Título: Bancos internacionais com regulador único
Autor: Munchau, Wolfgang
Fonte: Valor Econômico, 03/04/2007, Opinião, p. A15

Uma das minhas fontes mais confiáveis em Bruxelas me alertou há algum tempo que a supervisão bancária deverá se tornar o próximo tema polêmico em política econômica. Eu estava um pouco cético à época, uma vez que a regulação financeira tende a ser um assunto bastante técnico, um tanto distante do debate público.

Agora, porém, a avaliação do meu interlocutor parece ser razoável, num momento em que a União Européia se vê obrigada a tomar decisões sobre a regulação de bancos internacionais que se fundiram, como o Unicredit/HVB ou o BNP Paribas/Banca Nazionale del Lavoro. A abordagem atual da Europa com respeito a esse problema é a de estabelecer uma grande quantidade de comitês com nomes pomposos parecidos para coordenar os supervisores nacionais.

Talvez seja um comentário inclemente de se fazer, mas me parece que o propósito de manter a regulação do sistema bancário ancorada no nível nacional é, em parte, motivado pelo desejo de manter as pessoas empregadas. Num mercado bancário europeu cada vez mais integrado, a regulação eficaz está se tornando mais difícil - e o problema tende a se agravar ainda mais.

-*-

* _TAREFAS ESCRITAS_
1. Relacione todos os bancos citados pelo nome no artigo sobre supervisão bancária.
2. Redija a continuação do artigo sobre supervisão bancária, começando logo após a última frase apresentada.
As linhas não guardam relação alguma com o artigo sobre supervisão bancária.

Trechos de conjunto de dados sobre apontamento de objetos
-*-

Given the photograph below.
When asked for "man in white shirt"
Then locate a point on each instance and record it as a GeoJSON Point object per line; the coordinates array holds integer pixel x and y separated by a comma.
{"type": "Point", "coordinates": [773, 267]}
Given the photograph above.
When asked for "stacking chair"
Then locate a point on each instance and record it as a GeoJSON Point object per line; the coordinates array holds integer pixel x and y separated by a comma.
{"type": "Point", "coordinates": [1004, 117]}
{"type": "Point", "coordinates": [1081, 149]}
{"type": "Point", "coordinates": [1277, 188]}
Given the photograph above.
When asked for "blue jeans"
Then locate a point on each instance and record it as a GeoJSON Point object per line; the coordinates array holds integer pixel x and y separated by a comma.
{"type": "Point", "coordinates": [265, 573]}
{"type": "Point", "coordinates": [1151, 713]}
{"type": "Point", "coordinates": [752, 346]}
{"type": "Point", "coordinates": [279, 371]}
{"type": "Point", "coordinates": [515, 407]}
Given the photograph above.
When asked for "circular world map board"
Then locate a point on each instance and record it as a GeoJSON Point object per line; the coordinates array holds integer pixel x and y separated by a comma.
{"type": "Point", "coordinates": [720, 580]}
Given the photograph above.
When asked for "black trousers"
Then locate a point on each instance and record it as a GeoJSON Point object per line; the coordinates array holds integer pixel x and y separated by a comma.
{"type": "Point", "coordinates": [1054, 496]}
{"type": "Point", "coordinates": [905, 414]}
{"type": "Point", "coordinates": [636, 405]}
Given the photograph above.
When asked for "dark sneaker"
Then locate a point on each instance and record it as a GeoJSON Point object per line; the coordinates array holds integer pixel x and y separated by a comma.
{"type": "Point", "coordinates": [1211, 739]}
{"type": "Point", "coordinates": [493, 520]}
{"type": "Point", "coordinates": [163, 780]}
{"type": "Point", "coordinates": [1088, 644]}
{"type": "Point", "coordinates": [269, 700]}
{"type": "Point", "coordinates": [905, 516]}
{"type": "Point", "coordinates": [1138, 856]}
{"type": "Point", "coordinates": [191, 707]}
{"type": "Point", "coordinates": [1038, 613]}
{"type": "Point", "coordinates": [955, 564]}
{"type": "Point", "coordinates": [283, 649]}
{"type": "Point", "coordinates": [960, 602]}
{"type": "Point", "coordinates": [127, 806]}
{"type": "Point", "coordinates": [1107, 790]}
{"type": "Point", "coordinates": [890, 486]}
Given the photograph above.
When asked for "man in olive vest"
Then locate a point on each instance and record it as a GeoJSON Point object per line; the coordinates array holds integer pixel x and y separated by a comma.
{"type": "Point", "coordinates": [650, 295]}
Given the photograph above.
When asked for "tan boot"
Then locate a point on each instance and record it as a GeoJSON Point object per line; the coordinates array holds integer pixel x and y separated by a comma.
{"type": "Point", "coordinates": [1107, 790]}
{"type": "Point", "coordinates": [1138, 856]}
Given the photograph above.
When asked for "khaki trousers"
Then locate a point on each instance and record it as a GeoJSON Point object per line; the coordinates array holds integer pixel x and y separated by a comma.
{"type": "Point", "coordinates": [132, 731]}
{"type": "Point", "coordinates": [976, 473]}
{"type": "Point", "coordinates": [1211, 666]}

-*-

* _RESPOSTAS_
1. Unicredit, HVB, BNP Paribas, Banca Nazionale del Lavoro

2.
Não deveremos nos surpreender, portanto, com o fato de os bancos terem encontrado formas de explorar essa situação bastante confusa. Quando o Barclays anunciou no mês passado que estava em negociações para comprar o ABN Amro, ele declarou que as discussões haviam começado para assegurar que o banco central holandês pudesse atuar como um regulador condutor para o grupo combinado. Em outras palavras, os dois bancos estiveram negociando sobre quem os regula. Isso diz muito sobre o estado da supervisão do sistema bancário na Europa.

Com a chegada do euro, a responsabilidade pela política monetária foi transferida dos bancos centrais nacionais para o Banco Central Europeu. Isso, porém, não se aplicou aos supervisores do sistema bancário, que permaneceram sob controle nacional - ou com os próprios bancos centrais ou com agências supervisoras independentes.

O mundo mudou desde então. A fatia de mercado dos bancos internacionais aumentou constantemente desde 1999. De 2000 a 2004, as fusões e aquisições (F&A) dos bancos internacionais foram responsáveis por apenas 14% de toda a atividade de F&A na zona do euro. Entre 2005 e 2006, esta proporção subiu para 38%. De acordo com um levantamento de 2005, existem 33 bancos com substanciais atividades internacionais, que foram responsáveis por mais de metade dos ativos do sistema bancário da zona do euro. Será apenas questão de tempo até esses grupos se tornarem a norma, e isto tem graves implicações para a regulação.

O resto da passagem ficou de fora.